§ **Stated goal a**
Retype the passage on animal learning in full, word for word.

Animal learning has always fascinated scientists, and on a smaller scale anyone can play at it. For instance, when dogs hear the mailbox clatter open on the front porch, do they bark so ferociously because they forgot the lesson from the day before -- that the mailman is not a threat? Or does the dog think its barking makes the mailman going away, which therefore reinforces the ritualized barking frenzy in its little dog brain? Or is it something entirely different? Does one's human brain limit ones ability to interpret a dog's behavior? I don't know. But how do animals learn? Cooperate? Evolve to learn? These are all interesting questions.

Last year Science (summary) published research by Alex Thornton and Katherine McAuliffe, who observed that meerkats were learning survival skills from their older kin. Adult meerkats would respond to unique age dependent calls of meerkats by preparing scorpions for the young meerkats according to the youngster's developmental ability to deal with the scorpion and its poisonous parts. The older meerkat would then present the age-appropriate, dead/non-poisonous, half-dead or live-ish scorpions to the young meerkats. The research is briefly described in this blurb from NPR.

A block of data
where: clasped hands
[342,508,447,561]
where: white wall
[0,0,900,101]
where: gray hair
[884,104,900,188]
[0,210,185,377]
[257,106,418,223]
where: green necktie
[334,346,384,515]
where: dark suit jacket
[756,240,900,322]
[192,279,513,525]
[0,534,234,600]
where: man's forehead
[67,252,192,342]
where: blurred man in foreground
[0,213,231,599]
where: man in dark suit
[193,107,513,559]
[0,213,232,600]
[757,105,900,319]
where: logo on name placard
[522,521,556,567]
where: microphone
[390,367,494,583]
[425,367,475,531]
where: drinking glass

§ **Stated goal b**
Echo the records exactly from the line with "where: man's forehead" through the final line of the records, and give nothing else.

§ **Expected output a**
Animal learning has always fascinated scientists, and on a smaller scale anyone can play at it. For instance, when dogs hear the mailbox clatter open on the front porch, do they bark so ferociously because they forgot the lesson from the day before -- that the mailman is not a threat? Or does the dog think its barking makes the mailman going away, which therefore reinforces the ritualized barking frenzy in its little dog brain? Or is it something entirely different? Does one's human brain limit ones ability to interpret a dog's behavior? I don't know. But how do animals learn? Cooperate? Evolve to learn? These are all interesting questions.

Last year Science (summary) published research by Alex Thornton and Katherine McAuliffe, who observed that meerkats were learning survival skills from their older kin. Adult meerkats would respond to unique age dependent calls of meerkats by preparing scorpions for the young meerkats according to the youngster's developmental ability to deal with the scorpion and its poisonous parts. The older meerkat would then present the age-appropriate, dead/non-poisonous, half-dead or live-ish scorpions to the young meerkats. The research is briefly described in this blurb from NPR.

§ **Expected output b**
where: man's forehead
[67,252,192,342]
where: blurred man in foreground
[0,213,231,599]
where: man in dark suit
[193,107,513,559]
[0,213,232,600]
[757,105,900,319]
where: logo on name placard
[522,521,556,567]
where: microphone
[390,367,494,583]
[425,367,475,531]
where: drinking glass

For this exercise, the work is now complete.